- _TEXTO DE LECTURA_
▬▬▬▬▬▬▬▬▬▬
La pobreza, el paro, el analfabetismo y la desesperanza pesan como una enorme losa sobre gran parte de la población, que se aferra, en el campo y en la ciudad, a una infraeconomía de subsistencia y a la resignación como único salvavidas.
Ese es precisamente el caldo de cultivo que ha servido para que el islamista Partido Justicia y Desarrollo (PJD) se convierta en el principal favorito para los comicios del viernes. Enfrente, las fuerzas políticas tradicionales como los socialistas de la Unión Socialista de Fuerzas Populares (USPF) o los nacionalistas del Partido Istiqlal (PI), principales pilares de la coalición que domina el Parlamento.
El PJD es el principal grupo de la oposición y espera pasar de los 42 escaños actuales a 60 o 70 a pesar de que algunos han intentado vincularlos con la sombra terrorista que oscurece el país.
A esto hay que añadir que tanto USFP y PI son a menudo acusados de seguir ciegos, sordos y mudos la senda marcada por el rey, que se opone a la reforma constitucional para que haya una separación efectiva de los poderes legislativo, ejecutivo y judicial que él controla.
Las ilusiones que afloraron con la muerte de Hasán II en el papel que podría desempeñar el joven monarca se han ido diluyendo. En Marruecos los pobres siguen en su chabola y cada vez son más los parados. Así, con el país situado en el puesto 123 de 177 según el índice de desarrollo de Naciones Unidas, no es raro seguir escuchando a muchos que lo mejor es irse lejos de su país como sea y adonde sea.
Vuelta atrás en derechos
Las nuevas carreteras, autovías, puertos y los vuelos baratos con el extranjero que podrían dar la impresión de un país algo moderno dejan indiferentes a una inmensa mayoría de los treinta millones de habitantes.
La corrupción aumenta y, según el ministro de Justicia, Mohamed Buzubá, el año pasado se incrementaron un cincuenta por ciento los juicios a este respecto. Según el índice de la ONG Transparency International, Marruecos ha pasado del puesto 52 de un total de 163 en 2002 al 79 en 2006.
En cuanto a derechos humanos el panorama no es mejor. «Después del 2003 (cuando medio centenar de personas murieron en los atentados suicidas de Casablanca) hay una vuelta atrás muy grave hacia las antiguas prácticas de violencia, tortura, desapariciones y secuestros en lugares secretos», señaló Jadiya Ryadi, presidenta de la Asociación Marroquí de Derechos Humanos (AMDH).
Testigo de todo ello es la prensa, sobre todo el sector considerado independiente que, a diferencia de los medios oficialistas, intenta no desfilar al paso que marcan en Palacio, que señala unas líneas rojas: la corona, el islam y la integridad territorial, es decir, poner en duda la ocupación del Sahara Occidental.
El propio Gobierno, consciente de la apatía con la que son vistas las urnas, se conforma con superar el porcentaje de participación del 2002, que fue del 52%. Eso sí, el pueblo vota y, después, el rey, amparado por la constitución y sin necesidad alguna de tener en cuenta los resultados, dice quién gobierna y cómo.
▬▬▬▬▬▬▬▬▬▬
- _DATOS RECOPILADOS_
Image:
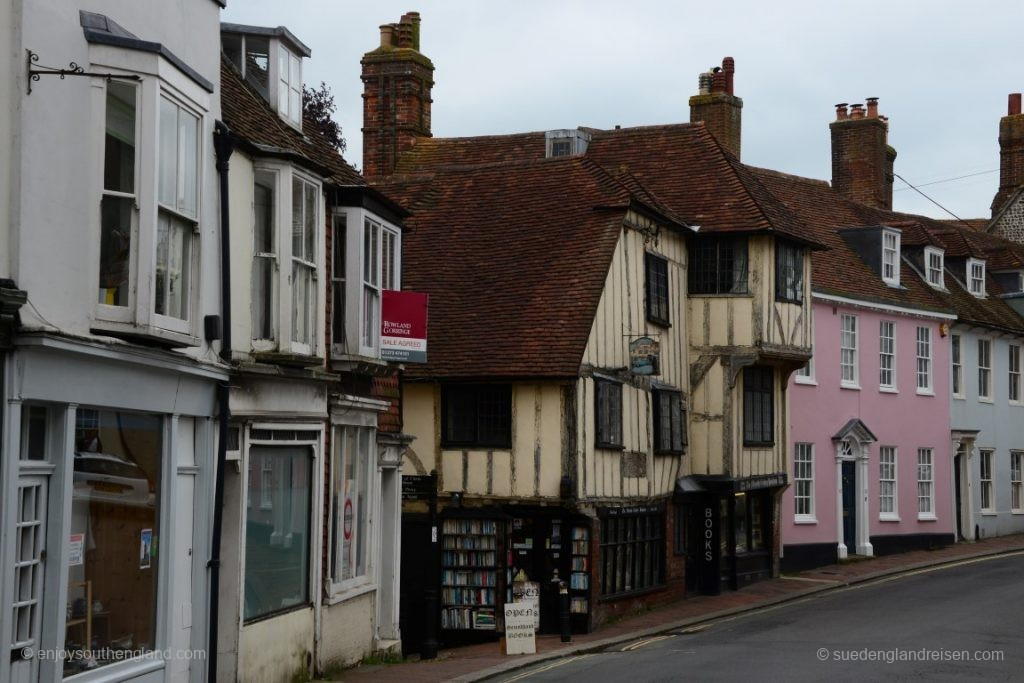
▬▬▬▬▬▬▬▬▬▬
- _ENUNCIADO DE LA TAREA_
Responde según el texto sobre las elecciones en Marruecos:
(a) ¿Cuántos escaños tiene ahora el PJD y cuántos espera alcanzar?
(b) ¿En qué puesto está Marruecos en el índice de desarrollo de Naciones Unidas?
(c) ¿Qué porcentaje de participación hubo en 2002?

- _RESPUESTA ESPERADA_
(a) Tiene 42 escaños y espera alcanzar entre 60 y 70.
(b) En el puesto 123 de 177.
(c) Un 52 %.